DOCUMENT SEGMENT >>
* Begin *

Steering column assembly for a vehicle

Abstract

An adjustable steering column assembly for a vehicle has an integral rake pivot joint carried between a mounting structure generally attached to the vehicle chassis and a support bracket that pivots about a pivot axis. A preferably telescoping shaft extends along a centerline and connects to a steering wheel at one end and is rotationally supported near an opposite end by the support bracket. Preferably, the pivot axis is orientated substantially perpendicular to the centerline. The pivot joint has a boss preferably elongated with respect to the pivot axis and generally orientated concentrically to the pivot axis. The boss fits pivotally in a bore disposed concentrically to the pivot axis and carried by the other of the mounting structure and support bracket. Preferably, a web portion of the boss projects through a slit extending axially and communicating radially inward with the bore.

Description

BACKGROUND OF THE INVENTION

1. Field of the Invention

The present invention relates to a steering column assembly for a vehicle and more particularly to an adjustable steering column assembly.

2. Description of Related Art

Steering column assemblies are know to have a rotating shaft connected at one end to a steering wheel and at an opposite end supported by a bracket carrying a bearing race for smooth rotation of the shaft. The rotating shafts typically have a non-rotating jacket sleeve co-extending concentrically with the rotating shaft and spaced radially outward therefrom. For steering column assemblies known to have a tilt adjustment feature, the bracket is support pivotally by a vehicle structure. The pivot joint carried between the bracket and structure has many individual parts and are known to include a separate pin or bolt that must be threaded through a series of holes in both the bracket and the structure. The bolt is secured in place by a threaded nut and a series of washers along its length. Unfortunately, the numerous parts and time consuming assembly of the joint increases manufacturing costs.

Moreover, and particularly for telescoping shaft applications, the jacket sleeve must be rigidly engaged to the bracket so that it is held stationary relative to the shaft and regardless of the steering wheel's tilted position. Typically, a plurality of pins or threaded fasteners with corresponding holes in both the sleeve and the bracket are used to fasten the sleeve to the bracket. The excessive parts again leads to relatively high manufacturing costs.

* End *

EXERCISE DIRECTIONS >> Copy out, word for word, the stretch of the steering column text above that opens with the words "Moreover, and particularly" and closes with "high manufacturing costs.".

RECORDED INFORMATION >>
* Begin *

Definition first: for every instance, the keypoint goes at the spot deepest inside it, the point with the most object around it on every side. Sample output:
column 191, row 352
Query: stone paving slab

* End *

RESPONSE TO THIS EXERCISE >>
Moreover, and particularly for telescoping shaft applications, the jacket sleeve must be rigidly engaged to the bracket so that it is held stationary relative to the shaft and regardless of the steering wheel's tilted position. Typically, a plurality of pins or threaded fasteners with corresponding holes in both the sleeve and the bracket are used to fasten the sleeve to the bracket. The excessive parts again leads to relatively high manufacturing costs.